Data supplied:
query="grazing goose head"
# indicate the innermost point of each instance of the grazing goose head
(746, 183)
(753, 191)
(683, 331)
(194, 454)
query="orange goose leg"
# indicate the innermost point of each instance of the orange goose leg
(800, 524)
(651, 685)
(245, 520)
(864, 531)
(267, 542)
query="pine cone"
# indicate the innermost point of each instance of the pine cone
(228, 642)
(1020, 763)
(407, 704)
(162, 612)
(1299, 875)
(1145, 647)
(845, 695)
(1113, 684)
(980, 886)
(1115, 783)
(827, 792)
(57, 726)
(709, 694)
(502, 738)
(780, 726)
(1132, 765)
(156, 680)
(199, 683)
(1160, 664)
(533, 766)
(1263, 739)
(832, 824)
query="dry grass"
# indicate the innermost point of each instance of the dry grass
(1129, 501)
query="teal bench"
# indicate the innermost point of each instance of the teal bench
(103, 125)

Work to complete:
Copy each line of the records that has "query" in it.

Response to this task:
query="grazing goose head"
query="orange goose leg"
query="pine cone"
query="dry grass"
query="teal bench"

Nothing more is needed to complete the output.